__Consigne__. Reformulez sous forme de liste le paragraphe de l'extrait qui commence par « Zénon donc définit la nature », en conservant ses idées principales.

__Texte__.
====
Cicéron, De la nature des dieux, 45 av. J.-C., Livre II, § 34, tr. fr. Charles Appuhn, Classiques Garnier, 1935, p. 195-197.


 

  "Zénon donc définit la nature en disant qu'elle est un feu artiste procédant avec méthode à la génération des êtres. Il pense, en effet, que le propre de l'art est de créer et d'engendrer : ce que fait la main humaine dans les travaux qu'exécutent nos artisans et nos artistes, la nature l'opère avec un art de beaucoup supérieur ; elle est, comme je viens de le dire, un feu artiste, un maître ès arts. Et il faut l'entendre en ce sens que toute force naturelle est artiste parce qu'elle a sa voie, sa méthode et la suit exactement. À l'égard du monde lui-même, qui comprend dans son unité tout ce qui existe, la nature n'est pas seulement artiste elle est, dit Zénon, architecte ; elle calcule tout, pourvoit à tous les besoins, dispose toutes choses opportunément. Et de même que les autres êtres ont leurs semences propres d'où ils sortent pour se développer, la nature génératrice du monde a ses mouvements volontaires, ses tendances, ses appétitions que les Grecs appellent hormai et elle agit conformément aux forces directrices qui sont en elle tout comme nous nous laissons diriger par nos âmes et nos sentiments. Telle étant l'âme du monde que, pour cette raison, l'on peut appeler justement science de l'utile et providence pronoia, elle met principalement son soin, sa sollicitude à faire que le monde soit le plus capable qu'il se puisse de subsister, puis que tous ses besoins soient satisfaits, par-dessus tout qu'il y ait en lui une beauté supérieure et qu'il atteigne à la perfection."

 

Cicéron, De la nature des dieux, 45 av. J.-C., Livre II, XXII, tr. fr. Charles Appuhn, Classiques Garnier, p. 161-163.
====
[Entrées enregistrées]

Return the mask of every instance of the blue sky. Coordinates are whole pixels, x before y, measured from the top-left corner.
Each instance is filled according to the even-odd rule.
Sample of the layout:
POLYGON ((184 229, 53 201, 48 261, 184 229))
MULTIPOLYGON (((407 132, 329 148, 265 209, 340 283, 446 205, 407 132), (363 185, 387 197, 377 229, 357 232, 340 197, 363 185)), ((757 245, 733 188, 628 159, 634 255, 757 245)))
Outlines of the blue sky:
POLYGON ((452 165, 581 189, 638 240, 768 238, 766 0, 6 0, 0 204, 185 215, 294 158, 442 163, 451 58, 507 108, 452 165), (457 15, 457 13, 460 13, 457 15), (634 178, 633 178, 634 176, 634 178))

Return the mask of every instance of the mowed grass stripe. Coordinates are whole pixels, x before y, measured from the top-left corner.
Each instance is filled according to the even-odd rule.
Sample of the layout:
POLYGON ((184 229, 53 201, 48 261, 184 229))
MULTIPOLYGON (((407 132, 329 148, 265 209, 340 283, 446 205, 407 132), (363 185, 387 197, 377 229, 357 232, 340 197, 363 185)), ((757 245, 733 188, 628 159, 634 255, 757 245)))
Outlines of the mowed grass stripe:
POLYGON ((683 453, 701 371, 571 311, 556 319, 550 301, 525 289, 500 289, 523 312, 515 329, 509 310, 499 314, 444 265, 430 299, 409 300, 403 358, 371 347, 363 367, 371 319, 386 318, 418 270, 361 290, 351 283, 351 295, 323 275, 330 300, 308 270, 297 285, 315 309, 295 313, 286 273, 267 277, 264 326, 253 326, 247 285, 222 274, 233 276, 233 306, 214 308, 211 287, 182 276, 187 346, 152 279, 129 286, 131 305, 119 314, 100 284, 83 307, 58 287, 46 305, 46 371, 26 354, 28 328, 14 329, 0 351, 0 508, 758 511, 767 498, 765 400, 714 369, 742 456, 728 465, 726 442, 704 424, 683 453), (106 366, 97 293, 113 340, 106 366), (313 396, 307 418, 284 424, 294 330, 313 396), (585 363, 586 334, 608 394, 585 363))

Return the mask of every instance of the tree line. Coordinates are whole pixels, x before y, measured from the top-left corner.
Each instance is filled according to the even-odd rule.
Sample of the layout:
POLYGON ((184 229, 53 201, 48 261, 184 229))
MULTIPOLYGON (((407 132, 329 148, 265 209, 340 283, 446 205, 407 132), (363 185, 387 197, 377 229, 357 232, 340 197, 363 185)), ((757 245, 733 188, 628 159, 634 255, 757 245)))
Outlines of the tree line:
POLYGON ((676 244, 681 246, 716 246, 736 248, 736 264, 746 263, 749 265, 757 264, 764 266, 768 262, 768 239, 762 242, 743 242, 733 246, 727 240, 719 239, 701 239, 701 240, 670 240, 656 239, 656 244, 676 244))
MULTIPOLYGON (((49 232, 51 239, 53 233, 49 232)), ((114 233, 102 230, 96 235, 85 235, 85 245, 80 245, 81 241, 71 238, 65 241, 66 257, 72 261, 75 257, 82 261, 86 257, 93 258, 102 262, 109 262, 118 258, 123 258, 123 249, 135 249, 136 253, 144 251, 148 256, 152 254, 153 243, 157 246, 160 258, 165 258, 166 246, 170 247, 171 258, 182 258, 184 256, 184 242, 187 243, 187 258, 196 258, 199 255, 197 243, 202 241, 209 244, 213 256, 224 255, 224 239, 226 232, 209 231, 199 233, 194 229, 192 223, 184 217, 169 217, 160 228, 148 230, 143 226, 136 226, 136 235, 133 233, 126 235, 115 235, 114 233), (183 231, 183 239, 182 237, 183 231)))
====
__Réponse__.
- Zénon définit la nature comme un feu artiste qui procède avec méthode à la génération des êtres.
- Le propre de l'art étant de créer et d'engendrer, la nature accomplit ce que fait la main des artisans et des artistes, mais avec un art bien supérieur.
- Toute force naturelle est artiste, car elle a sa voie et sa méthode, et la suit exactement.
- À l'égard du monde, la nature est en outre architecte : elle calcule tout, pourvoit à tous les besoins et dispose toutes choses opportunément.
- De même que les autres êtres ont leurs semences propres, la nature génératrice du monde a ses mouvements volontaires, ses tendances et ses appétitions (hormai). Elle agit selon les forces directrices qui sont en elle, comme nous nous laissons diriger par nos âmes et nos sentiments.
- Cette âme du monde, que l'on peut appeler science de l'utile et providence (pronoia), veille avant tout à ce que le monde puisse subsister et que ses besoins soient satisfaits. Elle veille surtout à ce qu'il possède une beauté supérieure et atteigne la perfection.